■ Problem statement ■
Reproduce every line of the items below word for word, keeping them in their original order.

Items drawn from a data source
+-------+

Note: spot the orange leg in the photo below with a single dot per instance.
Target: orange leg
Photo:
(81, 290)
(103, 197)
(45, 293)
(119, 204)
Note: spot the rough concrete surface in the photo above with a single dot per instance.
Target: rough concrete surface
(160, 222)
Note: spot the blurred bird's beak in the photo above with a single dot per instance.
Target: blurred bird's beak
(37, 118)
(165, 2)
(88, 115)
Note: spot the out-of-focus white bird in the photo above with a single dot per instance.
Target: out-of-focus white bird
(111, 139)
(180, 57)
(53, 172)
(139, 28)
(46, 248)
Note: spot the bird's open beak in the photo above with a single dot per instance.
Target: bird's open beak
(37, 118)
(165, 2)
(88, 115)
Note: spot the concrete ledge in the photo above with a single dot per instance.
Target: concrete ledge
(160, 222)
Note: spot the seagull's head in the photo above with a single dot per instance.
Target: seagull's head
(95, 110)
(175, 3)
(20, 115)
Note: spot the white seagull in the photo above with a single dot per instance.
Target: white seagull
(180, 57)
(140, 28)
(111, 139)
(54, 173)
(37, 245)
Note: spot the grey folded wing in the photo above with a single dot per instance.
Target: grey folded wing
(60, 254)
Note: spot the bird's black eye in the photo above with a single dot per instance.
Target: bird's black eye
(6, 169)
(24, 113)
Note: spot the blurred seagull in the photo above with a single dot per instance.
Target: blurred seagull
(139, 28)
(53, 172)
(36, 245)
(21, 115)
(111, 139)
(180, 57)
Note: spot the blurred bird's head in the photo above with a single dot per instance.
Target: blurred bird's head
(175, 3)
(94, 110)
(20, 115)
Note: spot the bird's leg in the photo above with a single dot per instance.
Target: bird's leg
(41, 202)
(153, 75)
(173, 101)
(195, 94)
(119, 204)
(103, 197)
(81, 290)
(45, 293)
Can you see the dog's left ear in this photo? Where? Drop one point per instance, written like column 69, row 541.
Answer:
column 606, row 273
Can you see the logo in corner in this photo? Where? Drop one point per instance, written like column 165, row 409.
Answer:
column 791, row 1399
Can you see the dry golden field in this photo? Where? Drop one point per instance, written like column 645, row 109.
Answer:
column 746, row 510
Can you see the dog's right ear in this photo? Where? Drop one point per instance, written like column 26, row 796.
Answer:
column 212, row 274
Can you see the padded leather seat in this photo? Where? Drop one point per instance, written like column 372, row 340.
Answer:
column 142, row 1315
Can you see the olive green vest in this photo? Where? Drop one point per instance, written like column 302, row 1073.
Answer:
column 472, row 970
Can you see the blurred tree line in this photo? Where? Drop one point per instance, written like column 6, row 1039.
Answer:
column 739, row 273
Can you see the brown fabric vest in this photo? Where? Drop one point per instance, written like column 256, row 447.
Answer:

+-------+

■ Right answer ■
Note: spot the orange leg in the photo below with a single dot per instance.
Target: orange leg
Photo:
(81, 290)
(103, 197)
(45, 293)
(119, 204)
Note: spot the rough concrete surface in the photo above with a single dot per instance.
Target: rough concrete surface
(160, 222)
Note: spot the blurred bird's beak in the photo above with a single dot per instance.
Target: blurred bird's beak
(37, 118)
(165, 2)
(88, 115)
Note: spot the out-of-focus white bird in the photo above with a single dot per instance.
Target: out-of-focus white bird
(111, 139)
(180, 57)
(53, 172)
(139, 28)
(46, 248)
Note: spot the bird's open beak in the photo above with a single dot per instance.
Target: bird's open beak
(37, 118)
(165, 2)
(88, 115)
Note: spot the concrete ledge in the photo above with a single dot per instance.
Target: concrete ledge
(160, 222)
Note: spot the seagull's head in the photo above with a single dot per instance.
Target: seagull's head
(95, 110)
(175, 3)
(20, 115)
Note: spot the white seagull in the photo above with a single dot per instance.
Target: white seagull
(180, 57)
(140, 28)
(111, 139)
(54, 173)
(37, 245)
Note: spot the grey folded wing in the photo above with a single dot per instance.
Target: grey folded wing
(60, 254)
Note: spot the bird's black eye in the photo above with a single dot per instance.
Target: bird's black eye
(6, 169)
(24, 113)
Note: spot the blurred seagull in the photo above with a single dot per instance.
Target: blurred seagull
(139, 28)
(53, 172)
(36, 245)
(21, 115)
(111, 139)
(180, 57)
Note: spot the blurred bird's head in the photo above with a single dot per instance.
Target: blurred bird's head
(175, 3)
(94, 110)
(20, 115)
Note: spot the bird's leg in the photo above with a single dot per instance.
Target: bird's leg
(41, 202)
(153, 75)
(173, 101)
(195, 94)
(119, 204)
(103, 197)
(81, 290)
(45, 293)
Can you see the dog's left ear in this photo? Where? Drop one point per instance, written like column 69, row 541.
Answer:
column 606, row 273
Can you see the logo in corner in this photo? Where? Drop one point per instance, written like column 165, row 409.
Answer:
column 791, row 1399
Can you see the dry golden field in this photo? Where? Drop one point per instance, written like column 645, row 109.
Answer:
column 746, row 510
Can you see the dog's right ear in this photo? Where? Drop one point per instance, written like column 26, row 796.
Answer:
column 212, row 274
Can you see the padded leather seat in this photo? Where? Drop one point per instance, written like column 372, row 340.
Answer:
column 142, row 1315
Can you see the olive green vest in this photo? Where? Drop one point per instance, written like column 302, row 1073.
Answer:
column 472, row 970
Can you see the blurred tree line in this photo? Where? Drop one point per instance, written like column 6, row 1039.
Answer:
column 739, row 273
Can you see the brown fabric vest in this photo? Where? Drop one point per instance, written like column 256, row 447.
Answer:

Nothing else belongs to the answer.